▶

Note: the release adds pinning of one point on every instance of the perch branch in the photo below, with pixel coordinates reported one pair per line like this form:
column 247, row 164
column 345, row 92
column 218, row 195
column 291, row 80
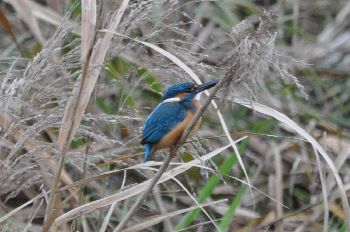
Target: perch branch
column 172, row 153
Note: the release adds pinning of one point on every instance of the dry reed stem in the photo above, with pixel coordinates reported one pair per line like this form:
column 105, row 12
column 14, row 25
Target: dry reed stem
column 172, row 153
column 77, row 104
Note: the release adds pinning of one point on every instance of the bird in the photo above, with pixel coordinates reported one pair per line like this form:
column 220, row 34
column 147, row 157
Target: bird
column 164, row 126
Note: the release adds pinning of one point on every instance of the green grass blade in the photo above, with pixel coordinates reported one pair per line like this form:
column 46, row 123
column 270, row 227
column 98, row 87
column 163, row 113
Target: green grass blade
column 229, row 215
column 209, row 187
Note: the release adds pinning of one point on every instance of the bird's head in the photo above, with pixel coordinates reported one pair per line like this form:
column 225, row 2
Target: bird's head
column 183, row 89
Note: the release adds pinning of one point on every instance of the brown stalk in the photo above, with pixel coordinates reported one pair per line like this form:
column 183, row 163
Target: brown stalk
column 172, row 153
column 77, row 104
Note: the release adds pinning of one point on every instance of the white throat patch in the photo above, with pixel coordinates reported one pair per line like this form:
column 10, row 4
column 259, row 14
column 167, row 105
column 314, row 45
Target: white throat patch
column 198, row 96
column 173, row 99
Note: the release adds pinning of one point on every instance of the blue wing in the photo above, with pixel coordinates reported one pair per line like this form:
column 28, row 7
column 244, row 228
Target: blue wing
column 162, row 120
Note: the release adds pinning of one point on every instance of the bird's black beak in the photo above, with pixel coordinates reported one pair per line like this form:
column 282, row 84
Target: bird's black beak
column 206, row 85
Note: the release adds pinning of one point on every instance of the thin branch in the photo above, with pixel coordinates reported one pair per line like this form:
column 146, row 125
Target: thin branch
column 172, row 153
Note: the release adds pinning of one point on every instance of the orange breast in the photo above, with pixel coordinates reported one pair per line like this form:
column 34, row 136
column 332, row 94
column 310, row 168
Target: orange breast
column 174, row 135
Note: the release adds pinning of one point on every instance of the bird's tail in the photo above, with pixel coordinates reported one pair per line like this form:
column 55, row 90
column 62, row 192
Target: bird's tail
column 148, row 151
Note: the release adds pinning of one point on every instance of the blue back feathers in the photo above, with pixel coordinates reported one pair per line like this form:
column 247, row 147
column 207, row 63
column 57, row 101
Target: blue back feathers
column 160, row 122
column 148, row 150
column 167, row 115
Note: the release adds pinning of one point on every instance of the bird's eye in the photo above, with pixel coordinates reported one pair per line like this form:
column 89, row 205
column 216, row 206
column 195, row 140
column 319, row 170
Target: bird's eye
column 190, row 90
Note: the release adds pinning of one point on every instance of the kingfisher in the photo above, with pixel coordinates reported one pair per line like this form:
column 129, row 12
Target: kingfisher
column 166, row 123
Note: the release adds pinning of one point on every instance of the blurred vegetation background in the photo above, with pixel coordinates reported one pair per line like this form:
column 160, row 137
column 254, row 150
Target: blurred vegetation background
column 297, row 65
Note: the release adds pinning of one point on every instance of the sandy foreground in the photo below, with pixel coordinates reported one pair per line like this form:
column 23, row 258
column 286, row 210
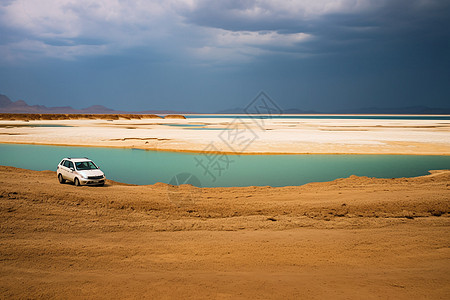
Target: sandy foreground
column 356, row 237
column 241, row 135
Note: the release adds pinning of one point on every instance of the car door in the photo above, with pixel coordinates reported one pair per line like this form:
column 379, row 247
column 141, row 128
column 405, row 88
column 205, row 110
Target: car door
column 63, row 169
column 70, row 170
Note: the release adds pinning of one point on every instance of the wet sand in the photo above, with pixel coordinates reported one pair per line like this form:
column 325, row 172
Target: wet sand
column 276, row 136
column 356, row 237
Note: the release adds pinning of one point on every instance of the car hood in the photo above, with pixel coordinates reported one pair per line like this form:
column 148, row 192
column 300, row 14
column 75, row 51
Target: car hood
column 91, row 173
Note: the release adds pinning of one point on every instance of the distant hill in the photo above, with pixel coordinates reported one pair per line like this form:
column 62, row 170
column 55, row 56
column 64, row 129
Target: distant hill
column 20, row 106
column 411, row 110
column 239, row 110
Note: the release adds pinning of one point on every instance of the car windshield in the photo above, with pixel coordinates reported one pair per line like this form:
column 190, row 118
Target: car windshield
column 85, row 165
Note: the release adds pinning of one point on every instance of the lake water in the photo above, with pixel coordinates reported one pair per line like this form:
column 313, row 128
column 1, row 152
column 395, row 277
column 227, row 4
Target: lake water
column 149, row 167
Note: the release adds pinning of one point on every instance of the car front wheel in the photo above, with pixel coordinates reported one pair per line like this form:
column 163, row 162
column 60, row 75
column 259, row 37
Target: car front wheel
column 61, row 179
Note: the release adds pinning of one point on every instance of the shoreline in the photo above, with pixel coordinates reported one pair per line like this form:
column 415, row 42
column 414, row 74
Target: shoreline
column 156, row 149
column 240, row 137
column 431, row 173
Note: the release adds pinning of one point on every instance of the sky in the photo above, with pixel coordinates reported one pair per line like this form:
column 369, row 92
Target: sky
column 206, row 56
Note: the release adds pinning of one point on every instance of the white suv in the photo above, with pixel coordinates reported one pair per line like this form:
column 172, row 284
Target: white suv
column 80, row 171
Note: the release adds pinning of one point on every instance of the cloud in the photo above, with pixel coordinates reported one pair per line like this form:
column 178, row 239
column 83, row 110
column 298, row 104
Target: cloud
column 220, row 31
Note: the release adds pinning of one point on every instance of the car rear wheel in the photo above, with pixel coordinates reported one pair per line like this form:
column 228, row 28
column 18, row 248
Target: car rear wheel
column 61, row 179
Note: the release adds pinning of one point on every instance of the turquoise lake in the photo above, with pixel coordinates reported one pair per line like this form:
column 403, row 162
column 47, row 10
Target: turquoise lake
column 149, row 167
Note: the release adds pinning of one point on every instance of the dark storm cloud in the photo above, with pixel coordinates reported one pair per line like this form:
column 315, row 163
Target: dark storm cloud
column 395, row 23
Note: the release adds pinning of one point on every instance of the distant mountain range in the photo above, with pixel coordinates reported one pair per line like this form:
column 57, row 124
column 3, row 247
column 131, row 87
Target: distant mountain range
column 20, row 106
column 411, row 110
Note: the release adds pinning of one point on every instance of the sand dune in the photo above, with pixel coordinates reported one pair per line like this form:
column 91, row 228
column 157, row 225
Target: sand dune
column 356, row 237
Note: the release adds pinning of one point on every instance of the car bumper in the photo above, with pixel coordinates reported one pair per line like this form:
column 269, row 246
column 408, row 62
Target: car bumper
column 92, row 181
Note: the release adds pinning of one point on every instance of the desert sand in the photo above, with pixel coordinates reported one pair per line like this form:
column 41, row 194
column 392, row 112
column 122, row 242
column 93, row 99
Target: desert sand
column 231, row 135
column 356, row 237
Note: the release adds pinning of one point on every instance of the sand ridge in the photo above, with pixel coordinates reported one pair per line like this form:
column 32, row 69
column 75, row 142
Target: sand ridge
column 356, row 237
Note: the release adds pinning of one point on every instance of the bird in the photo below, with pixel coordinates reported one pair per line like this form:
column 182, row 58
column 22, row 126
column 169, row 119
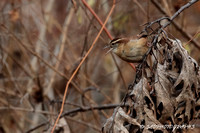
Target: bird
column 129, row 49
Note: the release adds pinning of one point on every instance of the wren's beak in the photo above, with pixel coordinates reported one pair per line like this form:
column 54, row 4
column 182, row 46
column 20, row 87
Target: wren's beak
column 108, row 46
column 109, row 51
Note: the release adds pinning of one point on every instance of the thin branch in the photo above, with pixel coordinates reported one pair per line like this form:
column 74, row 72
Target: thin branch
column 176, row 25
column 81, row 109
column 74, row 73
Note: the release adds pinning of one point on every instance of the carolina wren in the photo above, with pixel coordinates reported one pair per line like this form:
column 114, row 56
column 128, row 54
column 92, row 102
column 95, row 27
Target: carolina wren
column 128, row 49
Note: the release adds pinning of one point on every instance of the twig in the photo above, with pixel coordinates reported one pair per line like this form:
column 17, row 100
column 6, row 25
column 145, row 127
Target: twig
column 109, row 35
column 63, row 40
column 74, row 73
column 184, row 33
column 81, row 109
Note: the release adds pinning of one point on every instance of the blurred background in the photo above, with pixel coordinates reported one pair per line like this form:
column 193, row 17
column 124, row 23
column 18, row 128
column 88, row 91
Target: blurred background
column 43, row 41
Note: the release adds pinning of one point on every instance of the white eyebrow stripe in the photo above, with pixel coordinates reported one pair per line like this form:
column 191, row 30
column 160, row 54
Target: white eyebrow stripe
column 117, row 40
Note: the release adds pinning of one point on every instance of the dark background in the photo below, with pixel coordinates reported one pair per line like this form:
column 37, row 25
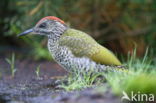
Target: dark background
column 120, row 25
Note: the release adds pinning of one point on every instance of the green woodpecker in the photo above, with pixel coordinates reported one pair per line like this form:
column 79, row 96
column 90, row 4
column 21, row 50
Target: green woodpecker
column 73, row 49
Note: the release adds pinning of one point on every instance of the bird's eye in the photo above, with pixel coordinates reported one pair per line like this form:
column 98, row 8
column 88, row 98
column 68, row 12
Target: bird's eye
column 43, row 25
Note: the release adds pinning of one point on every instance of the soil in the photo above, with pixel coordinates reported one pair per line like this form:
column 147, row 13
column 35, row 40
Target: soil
column 26, row 87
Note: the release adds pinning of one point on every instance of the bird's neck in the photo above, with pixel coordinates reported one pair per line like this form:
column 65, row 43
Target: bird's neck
column 56, row 32
column 54, row 37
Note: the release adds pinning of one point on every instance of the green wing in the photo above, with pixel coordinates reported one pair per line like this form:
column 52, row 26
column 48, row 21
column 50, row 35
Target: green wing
column 82, row 45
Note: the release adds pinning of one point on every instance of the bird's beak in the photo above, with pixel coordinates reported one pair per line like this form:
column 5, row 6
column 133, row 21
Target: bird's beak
column 25, row 32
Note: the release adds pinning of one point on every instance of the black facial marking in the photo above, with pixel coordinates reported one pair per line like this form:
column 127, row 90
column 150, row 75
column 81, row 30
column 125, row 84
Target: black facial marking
column 43, row 25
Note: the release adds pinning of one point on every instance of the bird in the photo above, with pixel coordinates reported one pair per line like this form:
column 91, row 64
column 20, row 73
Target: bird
column 74, row 49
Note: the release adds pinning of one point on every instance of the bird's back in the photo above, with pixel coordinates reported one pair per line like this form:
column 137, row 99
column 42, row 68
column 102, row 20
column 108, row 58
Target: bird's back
column 83, row 45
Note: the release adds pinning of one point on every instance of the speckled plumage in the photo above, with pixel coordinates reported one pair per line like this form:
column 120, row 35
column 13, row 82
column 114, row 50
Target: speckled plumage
column 73, row 49
column 76, row 50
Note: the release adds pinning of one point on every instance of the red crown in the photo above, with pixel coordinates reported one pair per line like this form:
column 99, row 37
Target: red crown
column 52, row 18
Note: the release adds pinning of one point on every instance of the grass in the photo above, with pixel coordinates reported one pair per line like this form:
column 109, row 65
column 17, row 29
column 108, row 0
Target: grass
column 141, row 78
column 11, row 62
column 38, row 71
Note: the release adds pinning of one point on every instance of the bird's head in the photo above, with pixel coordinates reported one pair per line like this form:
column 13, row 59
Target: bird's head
column 48, row 26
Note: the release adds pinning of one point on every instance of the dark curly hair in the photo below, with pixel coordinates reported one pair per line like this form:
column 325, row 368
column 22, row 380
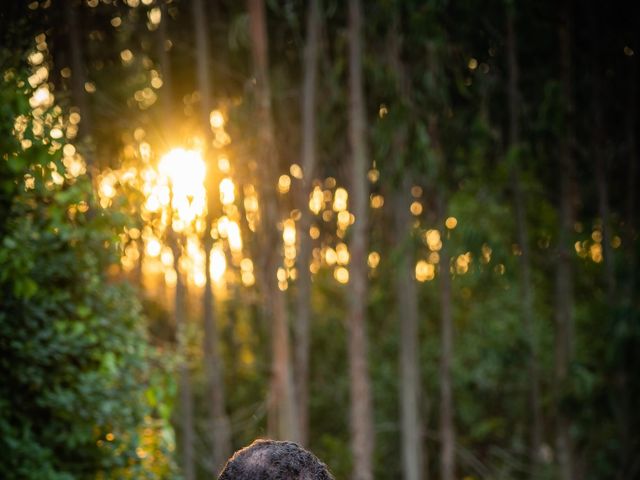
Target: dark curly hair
column 274, row 460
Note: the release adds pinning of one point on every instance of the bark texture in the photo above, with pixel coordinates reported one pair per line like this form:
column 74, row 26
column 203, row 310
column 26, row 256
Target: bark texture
column 406, row 292
column 526, row 285
column 283, row 416
column 564, row 275
column 362, row 432
column 308, row 155
column 218, row 426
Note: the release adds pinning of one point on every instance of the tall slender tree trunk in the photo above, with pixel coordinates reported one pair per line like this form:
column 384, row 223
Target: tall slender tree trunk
column 219, row 427
column 166, row 97
column 447, row 424
column 283, row 416
column 303, row 304
column 185, row 397
column 406, row 292
column 362, row 432
column 78, row 80
column 601, row 171
column 564, row 280
column 407, row 301
column 526, row 286
column 629, row 466
column 184, row 376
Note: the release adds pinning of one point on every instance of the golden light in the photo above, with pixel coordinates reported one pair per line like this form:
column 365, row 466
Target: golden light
column 330, row 256
column 451, row 223
column 284, row 183
column 184, row 171
column 486, row 253
column 416, row 208
column 296, row 171
column 155, row 16
column 340, row 200
column 153, row 247
column 223, row 164
column 234, row 237
column 227, row 191
column 373, row 259
column 289, row 232
column 341, row 274
column 377, row 201
column 316, row 200
column 424, row 271
column 342, row 253
column 462, row 263
column 432, row 238
column 216, row 119
column 344, row 219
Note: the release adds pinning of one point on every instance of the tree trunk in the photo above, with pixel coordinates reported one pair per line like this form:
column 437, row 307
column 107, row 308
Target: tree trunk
column 406, row 292
column 219, row 427
column 303, row 306
column 184, row 377
column 526, row 286
column 362, row 433
column 78, row 80
column 283, row 417
column 185, row 397
column 601, row 177
column 407, row 302
column 564, row 281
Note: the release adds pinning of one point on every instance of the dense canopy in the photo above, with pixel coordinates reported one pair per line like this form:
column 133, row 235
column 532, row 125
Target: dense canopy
column 401, row 233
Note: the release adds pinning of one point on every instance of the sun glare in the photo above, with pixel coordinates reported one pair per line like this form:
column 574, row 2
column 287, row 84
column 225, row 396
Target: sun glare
column 184, row 172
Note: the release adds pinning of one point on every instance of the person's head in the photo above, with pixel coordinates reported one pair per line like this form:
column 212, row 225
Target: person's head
column 274, row 460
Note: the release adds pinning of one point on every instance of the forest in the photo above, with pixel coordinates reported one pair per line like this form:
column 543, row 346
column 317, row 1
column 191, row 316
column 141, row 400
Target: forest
column 401, row 233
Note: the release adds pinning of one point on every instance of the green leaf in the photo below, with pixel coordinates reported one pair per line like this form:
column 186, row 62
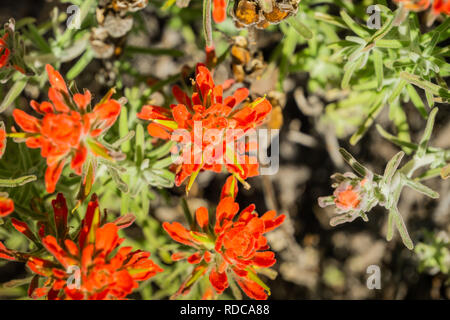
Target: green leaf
column 123, row 129
column 426, row 85
column 373, row 113
column 419, row 187
column 421, row 151
column 356, row 28
column 391, row 167
column 394, row 139
column 378, row 66
column 330, row 19
column 13, row 93
column 390, row 231
column 416, row 100
column 17, row 182
column 401, row 227
column 81, row 64
column 398, row 116
column 358, row 167
column 130, row 50
column 397, row 90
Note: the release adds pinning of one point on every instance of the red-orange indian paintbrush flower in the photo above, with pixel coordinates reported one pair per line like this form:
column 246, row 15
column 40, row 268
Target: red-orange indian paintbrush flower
column 68, row 128
column 92, row 266
column 4, row 51
column 214, row 126
column 234, row 247
column 6, row 205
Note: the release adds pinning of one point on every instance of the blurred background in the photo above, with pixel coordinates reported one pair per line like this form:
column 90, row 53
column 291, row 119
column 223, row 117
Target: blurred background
column 314, row 115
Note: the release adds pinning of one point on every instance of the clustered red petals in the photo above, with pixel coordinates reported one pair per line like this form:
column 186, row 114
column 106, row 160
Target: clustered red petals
column 236, row 247
column 67, row 130
column 6, row 206
column 105, row 269
column 4, row 51
column 219, row 10
column 205, row 119
column 441, row 6
column 2, row 140
column 348, row 198
column 438, row 6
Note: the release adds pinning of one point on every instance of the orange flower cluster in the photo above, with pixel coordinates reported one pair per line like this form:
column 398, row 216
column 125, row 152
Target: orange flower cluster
column 4, row 51
column 208, row 109
column 68, row 130
column 438, row 6
column 219, row 10
column 2, row 139
column 104, row 269
column 235, row 246
column 6, row 205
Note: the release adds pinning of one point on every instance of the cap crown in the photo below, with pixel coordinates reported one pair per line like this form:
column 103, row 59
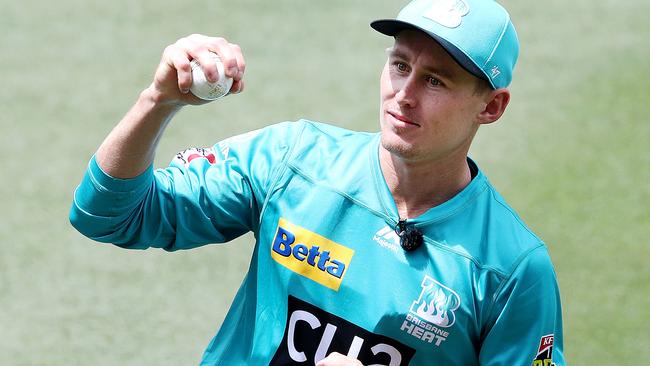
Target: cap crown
column 477, row 33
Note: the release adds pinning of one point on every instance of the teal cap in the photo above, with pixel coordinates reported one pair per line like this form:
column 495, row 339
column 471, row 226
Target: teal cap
column 478, row 34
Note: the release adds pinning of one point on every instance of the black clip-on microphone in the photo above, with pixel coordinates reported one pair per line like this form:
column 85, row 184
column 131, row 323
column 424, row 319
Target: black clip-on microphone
column 410, row 238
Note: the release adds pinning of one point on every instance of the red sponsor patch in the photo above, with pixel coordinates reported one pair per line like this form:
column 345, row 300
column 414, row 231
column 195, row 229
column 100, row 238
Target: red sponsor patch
column 186, row 156
column 545, row 351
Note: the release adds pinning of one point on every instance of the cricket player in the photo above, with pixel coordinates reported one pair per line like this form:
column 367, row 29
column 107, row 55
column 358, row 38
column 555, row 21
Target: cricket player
column 388, row 248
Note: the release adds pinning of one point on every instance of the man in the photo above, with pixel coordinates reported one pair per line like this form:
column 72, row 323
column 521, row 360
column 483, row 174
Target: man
column 388, row 248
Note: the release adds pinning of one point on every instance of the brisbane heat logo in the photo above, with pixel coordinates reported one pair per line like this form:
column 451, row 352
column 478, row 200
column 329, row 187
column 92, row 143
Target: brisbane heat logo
column 310, row 255
column 432, row 312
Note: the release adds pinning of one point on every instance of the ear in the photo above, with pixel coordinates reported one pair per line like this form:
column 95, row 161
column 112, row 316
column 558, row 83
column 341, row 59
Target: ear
column 496, row 103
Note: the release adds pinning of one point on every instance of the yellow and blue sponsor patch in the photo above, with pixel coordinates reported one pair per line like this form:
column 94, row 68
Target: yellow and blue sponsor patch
column 310, row 255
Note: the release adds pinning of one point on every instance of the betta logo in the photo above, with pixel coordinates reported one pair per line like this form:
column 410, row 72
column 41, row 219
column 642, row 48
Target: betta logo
column 310, row 255
column 436, row 303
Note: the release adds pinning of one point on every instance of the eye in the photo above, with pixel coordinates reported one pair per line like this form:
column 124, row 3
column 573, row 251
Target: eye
column 400, row 67
column 433, row 81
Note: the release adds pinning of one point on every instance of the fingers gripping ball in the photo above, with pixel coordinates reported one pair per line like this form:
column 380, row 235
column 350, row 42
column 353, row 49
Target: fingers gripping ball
column 206, row 90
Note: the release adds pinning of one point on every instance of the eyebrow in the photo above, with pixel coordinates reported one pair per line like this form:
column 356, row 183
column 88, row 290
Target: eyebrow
column 396, row 53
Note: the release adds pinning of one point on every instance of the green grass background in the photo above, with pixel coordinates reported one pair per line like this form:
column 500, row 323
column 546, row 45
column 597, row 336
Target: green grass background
column 570, row 155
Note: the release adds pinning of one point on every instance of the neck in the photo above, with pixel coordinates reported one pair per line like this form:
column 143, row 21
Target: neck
column 417, row 186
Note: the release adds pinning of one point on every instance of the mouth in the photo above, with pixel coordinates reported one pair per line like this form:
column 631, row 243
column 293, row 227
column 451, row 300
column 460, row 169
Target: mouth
column 401, row 120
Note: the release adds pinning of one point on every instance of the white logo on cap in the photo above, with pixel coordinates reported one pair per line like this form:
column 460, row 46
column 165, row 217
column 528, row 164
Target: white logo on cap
column 495, row 71
column 448, row 13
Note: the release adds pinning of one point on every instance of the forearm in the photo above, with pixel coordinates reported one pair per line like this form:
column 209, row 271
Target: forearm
column 130, row 147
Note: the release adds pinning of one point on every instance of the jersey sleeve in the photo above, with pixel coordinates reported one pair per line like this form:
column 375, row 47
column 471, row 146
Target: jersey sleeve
column 206, row 195
column 526, row 325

◀

__Set problem__. Swap "forearm" for "lower arm" in the stretch from the line containing "the white logo" through the end of the records. Give back only those lines, with nothing else changed.

__Completed exercise__.
Note: the release adds pinning of one point on every instance of the white logo on cap in the photo above, with pixel coordinates reported one pair per line like this form:
column 460, row 46
column 165, row 217
column 528, row 164
Target: white logo on cap
column 495, row 71
column 448, row 13
Note: the release adds pinning of one point on every instance of the lower arm in the photo above, with pixel coordinates reported one pair per line like this form:
column 209, row 271
Target: lower arm
column 130, row 147
Note: the release adds pinning of one point on every instance of the jersey sleeve in the photo above, with pixel coordinates reported one pair per line like this form:
column 375, row 47
column 471, row 146
Target: jersey sleeve
column 206, row 195
column 526, row 325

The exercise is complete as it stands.